Selected passage:
*-*-*
Arthur Davis Hasler (January 5, 1908 – March 23, 2001) was an ecologist who is credited with explaining the salmon's homing instinct. Hasler was a member of the National Academy of Sciences and the American Academy of Arts and Sciences. The New York Times called him "an internationally recognized authority on freshwater ecology". He served as President of The Ecological Society of America, which called him "one of the leading figures in 20th century freshwater ecology". Hasler pioneered a research method based on manipulation of entire lake ecosystems. This method became an instrumental new tool for ecology. He published over 200 scientific papers, was an author or an editor of 7 books, and supervisor of 52 doctoral degrees.
*-*-*
Data shown:
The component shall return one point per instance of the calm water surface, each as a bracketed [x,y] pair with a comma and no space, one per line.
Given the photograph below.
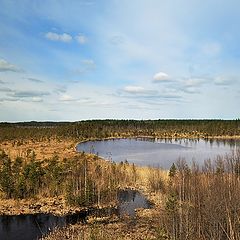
*-*-*
Task 1: Quote the Hasler biography from "Arthur Davis Hasler" up to and including "52 doctoral degrees.", word for word.
Task 2: Continue the Hasler biography after its last sentence, without drawing on the data that follows it.

Reply 1:
Arthur Davis Hasler (January 5, 1908 – March 23, 2001) was an ecologist who is credited with explaining the salmon's homing instinct. Hasler was a member of the National Academy of Sciences and the American Academy of Arts and Sciences. The New York Times called him "an internationally recognized authority on freshwater ecology". He served as President of The Ecological Society of America, which called him "one of the leading figures in 20th century freshwater ecology". Hasler pioneered a research method based on manipulation of entire lake ecosystems. This method became an instrumental new tool for ecology. He published over 200 scientific papers, was an author or an editor of 7 books, and supervisor of 52 doctoral degrees.

Reply 2:
== Career ==
Hasler was born in Lehi, Utah. He married Hanna Prusse in 1932, and they had six children: Sylvia, A. Frederick, Bruce, Galen, Mark, and Karl. He graduated from Brigham Young University in 1932. He received a doctorate in zoology from the University of Wisconsin–Madison in 1937. Hasler was an analyst with the Air Force Strategic Bombing Survey based in Germany after World War II. Hasler was a Fulbright scholar at the Max Planck Institute in Germany from 1954 to 1955. Subsequently, Hasler was on the faculty of the University of Wisconsin–Madison for 41 years and under his leadership it became a hub for lake research. In 1961 he served as President of The Ecological Society of America. He headed the Limnology Laboratory at the University of Wisconsin–Madison from 1963 to 1968. In 1969 he was elected to the National Academy of Sciences.